Instruction a: Show every line of the records below that contains the word "black", matching its case exactly.

Given passage:
Derecognition of financial assets and liabilities
Financial assets are derecognised when and only when the contractual rights to the cash flows from the financial asset expire or are settled, the Company transfers to another party substantially all of the risks and rewards of ownership of the financial asset, or the Company, despite having retained some, but not all, significant risks and rewards of ownership, has transferred control of the asset to another party.
Financial liabilities are derecognised only when the obligation specified in the contract is discharged, cancelled or expires.
k. Impairment of assets
Assets are assessed for indicators of impairment at each period end date. If there is objective evidence of impairment, an impairment loss is recognised in the income statement as described below.
Financial assets
For financial assets carried at amortised cost, the amount of an impairment is the difference between the asset's carrying amount and the present value of estimated future cash flows, discounted at the financial asset's original effective interest rate.

Available data:
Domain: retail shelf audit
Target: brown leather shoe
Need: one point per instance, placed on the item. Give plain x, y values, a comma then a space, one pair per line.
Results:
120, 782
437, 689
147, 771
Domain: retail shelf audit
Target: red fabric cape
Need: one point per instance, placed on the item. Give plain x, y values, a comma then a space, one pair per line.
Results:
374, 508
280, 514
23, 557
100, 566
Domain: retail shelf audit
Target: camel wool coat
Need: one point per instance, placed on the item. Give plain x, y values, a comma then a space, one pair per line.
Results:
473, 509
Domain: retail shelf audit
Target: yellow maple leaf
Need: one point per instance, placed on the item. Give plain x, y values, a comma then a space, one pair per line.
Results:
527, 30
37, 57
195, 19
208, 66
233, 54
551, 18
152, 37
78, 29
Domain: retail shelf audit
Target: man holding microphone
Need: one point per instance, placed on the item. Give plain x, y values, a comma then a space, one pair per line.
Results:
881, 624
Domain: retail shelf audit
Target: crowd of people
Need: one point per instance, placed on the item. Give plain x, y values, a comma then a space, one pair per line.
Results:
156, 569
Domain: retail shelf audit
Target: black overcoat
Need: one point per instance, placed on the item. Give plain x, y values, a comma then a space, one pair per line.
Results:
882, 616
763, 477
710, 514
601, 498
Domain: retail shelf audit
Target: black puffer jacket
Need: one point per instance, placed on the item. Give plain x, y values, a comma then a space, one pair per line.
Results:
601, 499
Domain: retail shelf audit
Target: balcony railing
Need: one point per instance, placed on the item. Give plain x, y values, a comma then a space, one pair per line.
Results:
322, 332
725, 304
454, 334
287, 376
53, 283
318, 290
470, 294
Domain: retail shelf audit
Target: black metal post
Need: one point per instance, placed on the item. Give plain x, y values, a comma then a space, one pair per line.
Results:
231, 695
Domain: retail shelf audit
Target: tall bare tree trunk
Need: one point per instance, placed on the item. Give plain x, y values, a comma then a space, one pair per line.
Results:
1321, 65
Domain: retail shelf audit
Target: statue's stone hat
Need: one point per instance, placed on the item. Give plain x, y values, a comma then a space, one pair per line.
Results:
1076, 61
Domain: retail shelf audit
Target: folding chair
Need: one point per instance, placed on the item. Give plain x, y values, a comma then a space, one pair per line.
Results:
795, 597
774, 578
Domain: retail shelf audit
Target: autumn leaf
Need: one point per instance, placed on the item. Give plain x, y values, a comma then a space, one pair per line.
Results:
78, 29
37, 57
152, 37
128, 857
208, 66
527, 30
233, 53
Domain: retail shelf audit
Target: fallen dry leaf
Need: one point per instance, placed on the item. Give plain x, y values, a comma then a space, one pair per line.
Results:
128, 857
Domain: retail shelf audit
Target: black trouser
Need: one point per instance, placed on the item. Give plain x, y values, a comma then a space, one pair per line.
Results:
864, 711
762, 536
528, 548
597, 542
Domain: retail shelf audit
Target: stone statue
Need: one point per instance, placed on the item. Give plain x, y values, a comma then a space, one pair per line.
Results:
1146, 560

Instruction b: Retype the accounting passage above in full, word for word.

Task answer a:
Target: black overcoat
Target: black puffer jacket
Target: black metal post
Target: black trouser

Task answer b:
Derecognition of financial assets and liabilities
Financial assets are derecognised when and only when the contractual rights to the cash flows from the financial asset expire or are settled, the Company transfers to another party substantially all of the risks and rewards of ownership of the financial asset, or the Company, despite having retained some, but not all, significant risks and rewards of ownership, has transferred control of the asset to another party.
Financial liabilities are derecognised only when the obligation specified in the contract is discharged, cancelled or expires.
k. Impairment of assets
Assets are assessed for indicators of impairment at each period end date. If there is objective evidence of impairment, an impairment loss is recognised in the income statement as described below.
Financial assets
For financial assets carried at amortised cost, the amount of an impairment is the difference between the asset's carrying amount and the present value of estimated future cash flows, discounted at the financial asset's original effective interest rate.